— start of SOURCE EXCERPT —
A Father-Daughter Dance: Choreography by Strunk, White, Pesci, and Holmes

Molly McDonald '18
(she/her/hers)
Guest Columnist

Having taken a couple more years off after college than the average law student, I have noticed things that set me apart from most classmates. A birthdate in the 1980s comes to mind.  One of my professors was the same year in school as my sister, and my boyfriend. But another aspect of being (slightly) old for my class is that I started law school, in 2016, just as my dad announced his impending retirement after more than thirty-seven years at the law firm. Poetic, right?

Then came winter break of 2L, also known as the longest uninterrupted stretch I’ve spent at my parents’ house since 2010. The retirement announcement had come and gone, and the actual transition was upon us. Dad spent the week after Christmas cleaning out his office while Mom pressed him on where he was going to put all of the stuff once it got to the house. I spent the week watching Game of Thrones, talking to Mom for hours at the kitchen island, occasionally socializing, and devising ways to make it seem like I was producing fewer recyclables than I actually was. My laundry consisted primarily of socks and items with elastic waistbands.  

But I knew I would be gearing up for school again soon, and I wondered what retirement would look like when I left. Over coffee one morning, Dad asked me if—in my antitrust class that had ended two weeks earlier—we had talked about “two-sided platforms” in defining a market to analyze potential competitive effects. He had an article on a pending Supreme Court case due at the end of January, and I realized that his key fob might have been deactivated, but his pen wasn’t down. After all, he wrote frequently while working, turning out articles ranging from the origin of the antitrust exemption for baseball (called “Stealing Holmes”), to a more recent essay on the prolific misuse of the word “literally.”
— end of SOURCE EXCERPT —
**REQUIREMENT A**
From the column about the father-daughter dance, list the things the writer says she spent the week after Christmas doing.
**REQUIREMENT B**
Resume the column about the father-daughter dance, picking up right after its final sentence.
The data after this column is separate material with no connection to it.
— start of DATA ROWS —
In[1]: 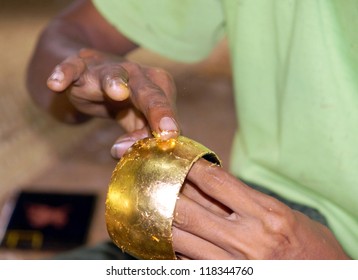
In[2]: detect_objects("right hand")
[47,49,179,158]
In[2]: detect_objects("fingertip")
[106,83,131,101]
[153,117,180,140]
[47,66,65,91]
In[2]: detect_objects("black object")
[0,191,96,250]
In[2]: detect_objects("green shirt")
[95,0,358,259]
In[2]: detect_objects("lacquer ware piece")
[106,136,221,260]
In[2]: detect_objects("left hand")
[173,159,348,260]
— end of DATA ROWS —
**TASK RESULT A**
- Watching Game of Thrones
- Talking to Mom for hours at the kitchen island
- Occasionally socializing
- Devising ways to make it seem like she was producing fewer recyclables than she actually was

**TASK RESULT B**
Dad’s victory lap year, or whatever “of counsel” means, ended along with 2017. In 2017, he traveled to offices in various parts of the country giving legal writing presentations to associates in his firm’s other offices. Several of the slides he used were just written versions of things he attempted to teach me and my sister while we were still in car seats (e.g., the difference between envy and jealousy).  One slide featured The Princess Bride, because Dad is the ever-optimistic writer who thinks that English is, as Wesley was, only mostly dead. The prominence of grammar and My Cousin Vinny as topics of conversation in our family cannot be overstated. I like to think that the family banter is borne of a love of language first and foremost, which translates to law. Mom isn’t as tickled by grammar as we are, but she is a lawyer (UVa Law Class of 1980, and long retired herself), while my sister isn’t a lawyer but is tickled by grammar; it evens out. The fact that we all love to laugh is just a gloss—a thick one.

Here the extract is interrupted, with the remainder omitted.